WORK TO BE COMPLETED: Pick out every line in the records below that contains the word "gutter", and copy each of those lines. Case counts.

/---

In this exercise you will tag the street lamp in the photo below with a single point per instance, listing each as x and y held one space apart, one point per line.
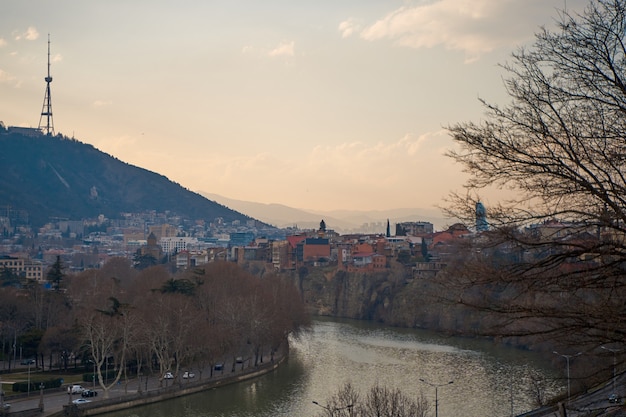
614 351
331 411
41 387
567 358
436 395
28 390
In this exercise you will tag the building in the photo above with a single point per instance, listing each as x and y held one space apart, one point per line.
171 245
23 268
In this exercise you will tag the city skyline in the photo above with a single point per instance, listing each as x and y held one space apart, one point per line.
332 105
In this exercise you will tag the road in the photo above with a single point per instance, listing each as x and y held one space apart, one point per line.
54 400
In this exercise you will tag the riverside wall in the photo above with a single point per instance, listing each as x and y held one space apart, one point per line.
157 395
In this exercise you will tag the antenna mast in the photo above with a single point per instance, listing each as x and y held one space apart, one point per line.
46 110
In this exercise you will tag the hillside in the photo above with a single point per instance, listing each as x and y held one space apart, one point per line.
343 221
60 177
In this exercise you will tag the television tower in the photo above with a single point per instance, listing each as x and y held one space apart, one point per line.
46 110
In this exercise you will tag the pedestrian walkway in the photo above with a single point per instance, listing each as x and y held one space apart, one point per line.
134 392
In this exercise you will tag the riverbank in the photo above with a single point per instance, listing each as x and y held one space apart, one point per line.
59 404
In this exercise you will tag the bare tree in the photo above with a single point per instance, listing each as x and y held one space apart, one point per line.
380 401
552 263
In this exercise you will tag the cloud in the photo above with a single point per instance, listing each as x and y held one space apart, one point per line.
101 103
348 28
6 78
284 49
31 34
474 27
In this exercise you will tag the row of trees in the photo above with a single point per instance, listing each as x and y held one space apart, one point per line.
151 322
559 147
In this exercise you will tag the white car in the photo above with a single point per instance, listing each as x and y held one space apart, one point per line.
76 389
81 401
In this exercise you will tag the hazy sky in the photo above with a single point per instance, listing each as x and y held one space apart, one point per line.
326 104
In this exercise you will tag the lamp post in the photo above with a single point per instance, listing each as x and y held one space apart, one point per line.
28 389
436 395
331 411
614 351
567 358
41 387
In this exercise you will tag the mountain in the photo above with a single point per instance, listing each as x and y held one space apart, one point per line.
343 221
54 176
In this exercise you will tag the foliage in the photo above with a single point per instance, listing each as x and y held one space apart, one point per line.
34 385
552 263
379 401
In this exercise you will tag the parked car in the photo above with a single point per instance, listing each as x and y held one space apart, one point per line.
89 393
76 389
80 401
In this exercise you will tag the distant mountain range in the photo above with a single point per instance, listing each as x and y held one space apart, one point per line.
58 177
343 221
54 176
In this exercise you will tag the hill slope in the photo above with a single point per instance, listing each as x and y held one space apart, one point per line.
60 177
343 221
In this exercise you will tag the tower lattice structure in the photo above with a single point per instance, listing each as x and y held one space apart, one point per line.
46 110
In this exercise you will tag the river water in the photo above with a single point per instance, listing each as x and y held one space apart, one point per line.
487 380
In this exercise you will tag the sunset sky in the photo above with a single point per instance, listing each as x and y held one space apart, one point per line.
328 104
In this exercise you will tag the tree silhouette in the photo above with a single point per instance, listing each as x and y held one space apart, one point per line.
552 263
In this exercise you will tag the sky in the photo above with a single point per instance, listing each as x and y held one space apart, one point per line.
321 105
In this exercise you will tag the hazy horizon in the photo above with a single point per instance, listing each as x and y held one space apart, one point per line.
334 104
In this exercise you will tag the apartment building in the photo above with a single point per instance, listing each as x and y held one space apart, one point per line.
23 268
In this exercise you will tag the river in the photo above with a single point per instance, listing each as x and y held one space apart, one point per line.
486 380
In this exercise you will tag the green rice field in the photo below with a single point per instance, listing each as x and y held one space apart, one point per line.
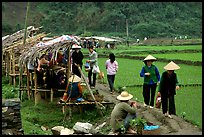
188 99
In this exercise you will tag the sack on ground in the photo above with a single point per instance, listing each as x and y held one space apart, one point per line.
96 69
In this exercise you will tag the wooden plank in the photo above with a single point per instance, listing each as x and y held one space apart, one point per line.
84 103
13 75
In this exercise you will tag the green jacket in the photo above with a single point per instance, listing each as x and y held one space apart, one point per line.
119 113
152 76
168 84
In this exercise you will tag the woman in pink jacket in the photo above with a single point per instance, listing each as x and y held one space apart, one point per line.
112 68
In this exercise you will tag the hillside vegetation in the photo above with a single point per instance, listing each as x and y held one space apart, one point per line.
144 19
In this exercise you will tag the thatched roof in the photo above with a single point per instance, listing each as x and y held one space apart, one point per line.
52 46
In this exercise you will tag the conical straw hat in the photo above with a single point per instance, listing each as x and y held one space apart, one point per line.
150 57
74 78
171 66
124 96
75 46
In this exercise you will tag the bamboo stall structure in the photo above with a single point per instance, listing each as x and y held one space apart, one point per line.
11 49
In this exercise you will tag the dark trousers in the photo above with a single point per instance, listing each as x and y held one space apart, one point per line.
40 81
75 70
147 89
127 120
94 78
168 103
111 79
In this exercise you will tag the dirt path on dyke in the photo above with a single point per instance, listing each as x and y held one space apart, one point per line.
174 126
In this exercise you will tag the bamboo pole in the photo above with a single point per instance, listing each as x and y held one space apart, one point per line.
10 68
13 68
97 103
25 33
7 64
28 83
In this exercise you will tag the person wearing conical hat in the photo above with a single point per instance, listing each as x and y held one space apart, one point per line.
167 89
151 76
124 111
93 61
77 58
74 89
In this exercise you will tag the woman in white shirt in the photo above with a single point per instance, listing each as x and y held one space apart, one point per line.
112 68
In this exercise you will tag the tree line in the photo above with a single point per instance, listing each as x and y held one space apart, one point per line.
143 19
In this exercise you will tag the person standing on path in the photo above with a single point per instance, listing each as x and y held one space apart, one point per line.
93 60
167 89
151 79
112 68
77 57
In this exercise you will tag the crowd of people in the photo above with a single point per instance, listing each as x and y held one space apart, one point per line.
126 109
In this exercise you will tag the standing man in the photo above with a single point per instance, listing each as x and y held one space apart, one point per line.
167 89
93 57
77 57
151 79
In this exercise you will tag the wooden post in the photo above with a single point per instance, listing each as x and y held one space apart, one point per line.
97 103
31 83
7 64
37 94
51 95
28 83
10 68
13 68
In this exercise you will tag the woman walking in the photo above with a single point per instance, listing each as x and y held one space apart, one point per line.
167 89
112 68
93 57
151 78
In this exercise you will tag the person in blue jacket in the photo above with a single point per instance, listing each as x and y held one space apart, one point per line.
151 79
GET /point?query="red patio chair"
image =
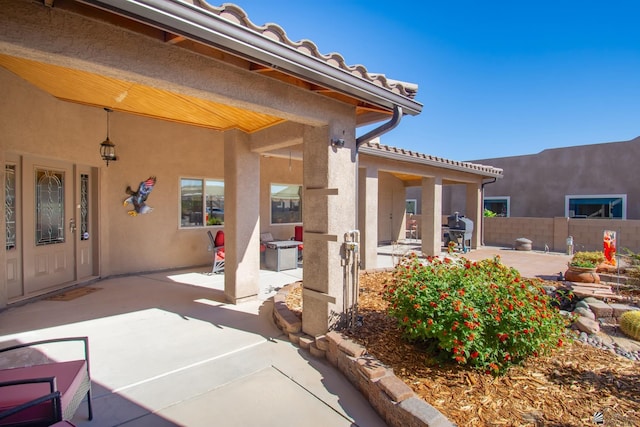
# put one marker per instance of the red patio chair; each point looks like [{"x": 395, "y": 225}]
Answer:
[{"x": 298, "y": 234}]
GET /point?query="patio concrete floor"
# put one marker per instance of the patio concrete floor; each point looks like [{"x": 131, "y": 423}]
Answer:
[{"x": 166, "y": 351}]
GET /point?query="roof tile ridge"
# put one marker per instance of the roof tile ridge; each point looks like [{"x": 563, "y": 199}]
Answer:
[{"x": 236, "y": 14}]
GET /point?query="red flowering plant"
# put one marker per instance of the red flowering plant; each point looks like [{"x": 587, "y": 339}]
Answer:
[{"x": 482, "y": 314}]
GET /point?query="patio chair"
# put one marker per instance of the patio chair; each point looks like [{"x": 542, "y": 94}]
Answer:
[
  {"x": 44, "y": 393},
  {"x": 298, "y": 235},
  {"x": 217, "y": 247}
]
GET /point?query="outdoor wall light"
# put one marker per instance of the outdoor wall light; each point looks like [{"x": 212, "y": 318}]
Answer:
[
  {"x": 338, "y": 142},
  {"x": 108, "y": 148}
]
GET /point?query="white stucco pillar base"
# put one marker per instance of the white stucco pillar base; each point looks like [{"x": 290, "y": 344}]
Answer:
[
  {"x": 368, "y": 217},
  {"x": 329, "y": 212},
  {"x": 431, "y": 225},
  {"x": 241, "y": 219},
  {"x": 475, "y": 212}
]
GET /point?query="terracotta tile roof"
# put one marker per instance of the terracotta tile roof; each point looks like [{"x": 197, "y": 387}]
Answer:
[
  {"x": 387, "y": 151},
  {"x": 237, "y": 15}
]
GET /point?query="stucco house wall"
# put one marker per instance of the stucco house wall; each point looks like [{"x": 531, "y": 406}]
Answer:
[
  {"x": 145, "y": 147},
  {"x": 538, "y": 183}
]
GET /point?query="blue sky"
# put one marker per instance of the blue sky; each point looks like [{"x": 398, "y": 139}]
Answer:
[{"x": 496, "y": 77}]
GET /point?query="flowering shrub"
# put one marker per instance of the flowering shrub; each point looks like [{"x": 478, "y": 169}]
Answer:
[{"x": 482, "y": 314}]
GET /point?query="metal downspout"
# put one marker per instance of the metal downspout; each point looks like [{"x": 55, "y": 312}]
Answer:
[
  {"x": 483, "y": 184},
  {"x": 382, "y": 129}
]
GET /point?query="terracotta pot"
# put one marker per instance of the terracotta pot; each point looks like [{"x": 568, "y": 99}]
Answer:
[{"x": 582, "y": 275}]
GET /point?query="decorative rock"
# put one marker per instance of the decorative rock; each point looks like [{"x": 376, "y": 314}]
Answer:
[
  {"x": 620, "y": 309},
  {"x": 587, "y": 325},
  {"x": 581, "y": 275},
  {"x": 581, "y": 311},
  {"x": 294, "y": 337},
  {"x": 601, "y": 309},
  {"x": 523, "y": 244},
  {"x": 305, "y": 341},
  {"x": 583, "y": 303},
  {"x": 322, "y": 342}
]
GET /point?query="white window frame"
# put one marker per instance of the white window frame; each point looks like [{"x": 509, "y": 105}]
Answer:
[
  {"x": 415, "y": 205},
  {"x": 499, "y": 198},
  {"x": 271, "y": 203},
  {"x": 204, "y": 181},
  {"x": 567, "y": 200}
]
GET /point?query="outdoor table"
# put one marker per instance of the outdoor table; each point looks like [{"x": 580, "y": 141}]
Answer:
[{"x": 281, "y": 255}]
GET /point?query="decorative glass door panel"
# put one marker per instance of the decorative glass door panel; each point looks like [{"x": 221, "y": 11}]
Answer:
[
  {"x": 49, "y": 225},
  {"x": 49, "y": 207}
]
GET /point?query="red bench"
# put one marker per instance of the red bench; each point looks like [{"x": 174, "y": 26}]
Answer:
[{"x": 46, "y": 393}]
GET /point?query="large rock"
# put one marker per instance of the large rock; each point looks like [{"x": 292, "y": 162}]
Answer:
[
  {"x": 584, "y": 324},
  {"x": 601, "y": 309},
  {"x": 585, "y": 312}
]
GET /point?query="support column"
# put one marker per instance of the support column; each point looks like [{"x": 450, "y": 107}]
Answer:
[
  {"x": 474, "y": 212},
  {"x": 330, "y": 199},
  {"x": 431, "y": 225},
  {"x": 242, "y": 218},
  {"x": 368, "y": 217}
]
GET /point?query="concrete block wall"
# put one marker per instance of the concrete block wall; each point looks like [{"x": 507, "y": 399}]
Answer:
[
  {"x": 587, "y": 233},
  {"x": 394, "y": 401},
  {"x": 500, "y": 231}
]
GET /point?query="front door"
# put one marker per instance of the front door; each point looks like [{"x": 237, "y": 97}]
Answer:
[{"x": 52, "y": 242}]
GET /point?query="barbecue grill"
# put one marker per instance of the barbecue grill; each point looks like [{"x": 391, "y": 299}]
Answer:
[{"x": 460, "y": 231}]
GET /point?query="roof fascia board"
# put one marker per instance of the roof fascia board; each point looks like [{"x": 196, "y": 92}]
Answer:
[
  {"x": 480, "y": 170},
  {"x": 194, "y": 22}
]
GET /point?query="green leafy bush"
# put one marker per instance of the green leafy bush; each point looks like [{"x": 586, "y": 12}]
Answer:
[
  {"x": 481, "y": 314},
  {"x": 630, "y": 324}
]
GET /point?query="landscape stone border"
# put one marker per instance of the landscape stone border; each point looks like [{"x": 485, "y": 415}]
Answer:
[{"x": 394, "y": 401}]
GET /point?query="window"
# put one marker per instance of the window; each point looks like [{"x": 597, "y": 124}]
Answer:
[
  {"x": 597, "y": 206},
  {"x": 286, "y": 203},
  {"x": 499, "y": 205},
  {"x": 201, "y": 202},
  {"x": 411, "y": 206}
]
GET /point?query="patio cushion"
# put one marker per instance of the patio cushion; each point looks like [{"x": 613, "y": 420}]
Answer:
[{"x": 69, "y": 379}]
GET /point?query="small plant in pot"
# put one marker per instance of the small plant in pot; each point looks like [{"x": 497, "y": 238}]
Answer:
[{"x": 582, "y": 267}]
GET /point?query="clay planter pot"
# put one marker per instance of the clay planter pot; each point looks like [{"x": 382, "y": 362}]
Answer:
[{"x": 581, "y": 274}]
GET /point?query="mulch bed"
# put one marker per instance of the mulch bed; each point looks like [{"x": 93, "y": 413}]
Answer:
[{"x": 564, "y": 389}]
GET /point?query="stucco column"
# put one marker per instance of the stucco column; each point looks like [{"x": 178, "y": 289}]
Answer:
[
  {"x": 329, "y": 212},
  {"x": 474, "y": 212},
  {"x": 368, "y": 217},
  {"x": 431, "y": 225},
  {"x": 241, "y": 218}
]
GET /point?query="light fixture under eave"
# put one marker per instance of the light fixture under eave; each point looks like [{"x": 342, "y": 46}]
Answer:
[{"x": 108, "y": 148}]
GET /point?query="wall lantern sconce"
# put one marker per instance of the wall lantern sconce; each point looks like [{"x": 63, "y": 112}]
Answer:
[
  {"x": 108, "y": 148},
  {"x": 338, "y": 142}
]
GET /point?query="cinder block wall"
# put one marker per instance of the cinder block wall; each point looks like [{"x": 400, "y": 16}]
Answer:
[{"x": 587, "y": 233}]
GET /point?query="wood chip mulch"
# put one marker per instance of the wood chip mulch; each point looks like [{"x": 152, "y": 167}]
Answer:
[{"x": 564, "y": 389}]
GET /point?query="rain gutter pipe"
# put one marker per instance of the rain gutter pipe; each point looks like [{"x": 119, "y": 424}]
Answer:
[
  {"x": 382, "y": 129},
  {"x": 196, "y": 23},
  {"x": 483, "y": 184}
]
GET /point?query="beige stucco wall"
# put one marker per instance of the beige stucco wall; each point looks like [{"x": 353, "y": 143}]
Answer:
[
  {"x": 34, "y": 123},
  {"x": 391, "y": 208},
  {"x": 587, "y": 233},
  {"x": 538, "y": 183}
]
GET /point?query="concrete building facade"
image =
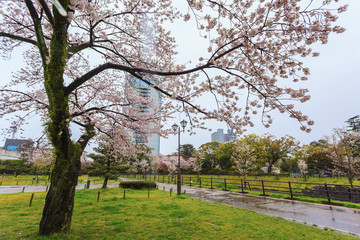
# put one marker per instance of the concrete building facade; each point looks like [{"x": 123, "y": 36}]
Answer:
[
  {"x": 152, "y": 139},
  {"x": 220, "y": 136}
]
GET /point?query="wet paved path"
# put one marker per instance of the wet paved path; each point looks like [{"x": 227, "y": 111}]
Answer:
[{"x": 338, "y": 218}]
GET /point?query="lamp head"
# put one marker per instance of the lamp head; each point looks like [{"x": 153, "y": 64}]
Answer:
[
  {"x": 183, "y": 123},
  {"x": 175, "y": 127}
]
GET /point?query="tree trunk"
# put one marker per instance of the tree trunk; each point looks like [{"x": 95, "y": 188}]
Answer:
[
  {"x": 269, "y": 168},
  {"x": 59, "y": 202},
  {"x": 105, "y": 181}
]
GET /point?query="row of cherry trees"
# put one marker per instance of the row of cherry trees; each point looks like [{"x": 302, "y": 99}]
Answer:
[
  {"x": 338, "y": 154},
  {"x": 80, "y": 54}
]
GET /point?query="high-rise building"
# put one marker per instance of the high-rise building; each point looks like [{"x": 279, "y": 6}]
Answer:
[
  {"x": 151, "y": 139},
  {"x": 220, "y": 136}
]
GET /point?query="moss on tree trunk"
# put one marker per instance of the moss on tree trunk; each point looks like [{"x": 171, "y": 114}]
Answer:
[{"x": 59, "y": 201}]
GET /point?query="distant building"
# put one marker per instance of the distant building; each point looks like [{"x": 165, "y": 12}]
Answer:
[
  {"x": 13, "y": 148},
  {"x": 152, "y": 139},
  {"x": 220, "y": 136}
]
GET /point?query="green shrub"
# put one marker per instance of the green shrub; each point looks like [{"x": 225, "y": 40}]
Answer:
[{"x": 138, "y": 184}]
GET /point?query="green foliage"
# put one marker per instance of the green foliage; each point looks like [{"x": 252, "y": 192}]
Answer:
[
  {"x": 21, "y": 166},
  {"x": 187, "y": 150},
  {"x": 223, "y": 155},
  {"x": 138, "y": 184},
  {"x": 289, "y": 165},
  {"x": 207, "y": 152},
  {"x": 105, "y": 163}
]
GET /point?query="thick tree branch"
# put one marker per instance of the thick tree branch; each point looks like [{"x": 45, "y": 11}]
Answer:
[
  {"x": 136, "y": 72},
  {"x": 47, "y": 11},
  {"x": 22, "y": 39}
]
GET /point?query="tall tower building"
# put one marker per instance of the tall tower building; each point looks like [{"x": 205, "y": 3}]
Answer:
[{"x": 152, "y": 139}]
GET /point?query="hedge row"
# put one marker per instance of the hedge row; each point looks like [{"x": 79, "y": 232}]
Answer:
[{"x": 138, "y": 184}]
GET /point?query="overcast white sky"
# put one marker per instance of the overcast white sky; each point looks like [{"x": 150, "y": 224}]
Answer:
[{"x": 334, "y": 86}]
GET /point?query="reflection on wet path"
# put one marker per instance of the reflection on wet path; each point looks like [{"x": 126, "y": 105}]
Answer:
[{"x": 343, "y": 219}]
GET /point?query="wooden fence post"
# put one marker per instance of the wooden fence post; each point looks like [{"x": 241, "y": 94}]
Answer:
[
  {"x": 290, "y": 189},
  {"x": 31, "y": 198},
  {"x": 263, "y": 187},
  {"x": 327, "y": 193}
]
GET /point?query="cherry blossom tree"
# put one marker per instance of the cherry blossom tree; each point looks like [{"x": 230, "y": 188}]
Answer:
[
  {"x": 302, "y": 166},
  {"x": 81, "y": 55}
]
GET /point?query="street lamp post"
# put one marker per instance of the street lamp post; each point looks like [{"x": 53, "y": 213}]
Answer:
[{"x": 175, "y": 127}]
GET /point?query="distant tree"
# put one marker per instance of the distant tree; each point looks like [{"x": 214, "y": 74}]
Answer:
[
  {"x": 223, "y": 155},
  {"x": 344, "y": 149},
  {"x": 208, "y": 153},
  {"x": 244, "y": 158},
  {"x": 187, "y": 150},
  {"x": 289, "y": 165},
  {"x": 79, "y": 51},
  {"x": 271, "y": 150},
  {"x": 302, "y": 166},
  {"x": 319, "y": 160}
]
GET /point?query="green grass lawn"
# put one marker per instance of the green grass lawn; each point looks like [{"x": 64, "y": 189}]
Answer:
[
  {"x": 10, "y": 180},
  {"x": 157, "y": 217}
]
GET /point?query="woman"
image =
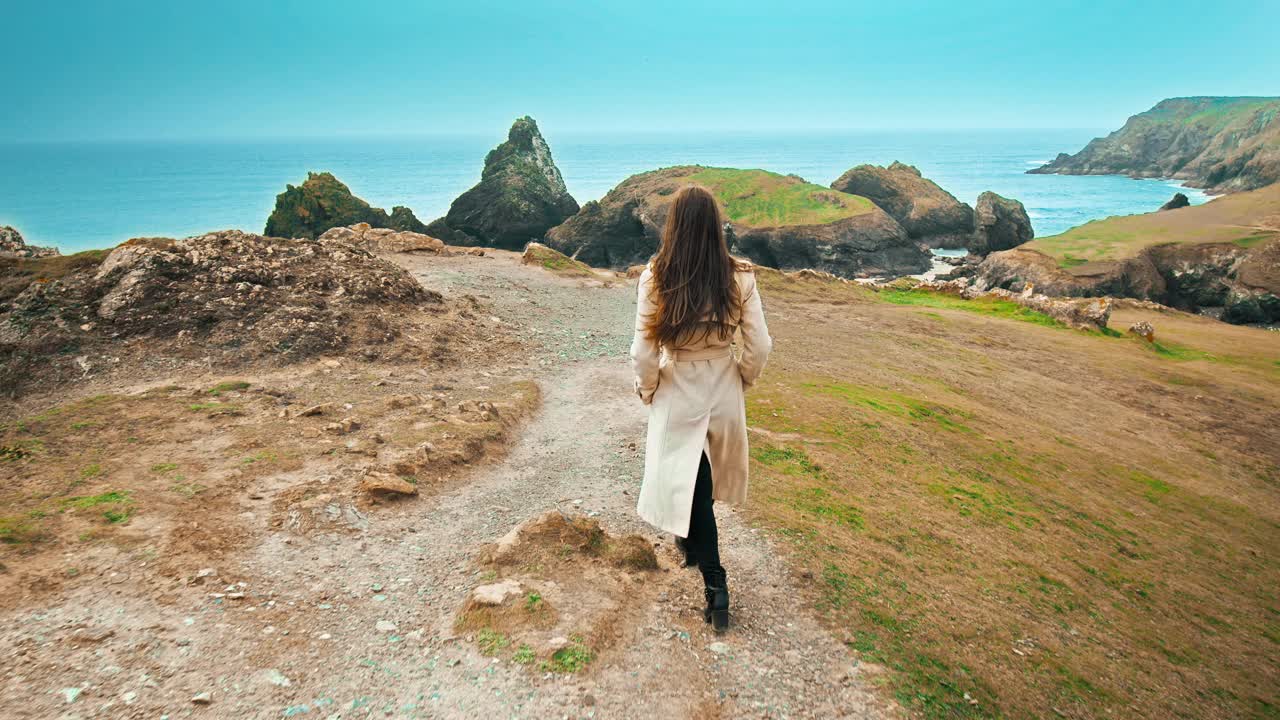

\---

FINAL RESULT:
GET /point?query="rain gutter pipe"
# put one marker per instance of the rain gutter pipe; each point looks like [{"x": 119, "y": 424}]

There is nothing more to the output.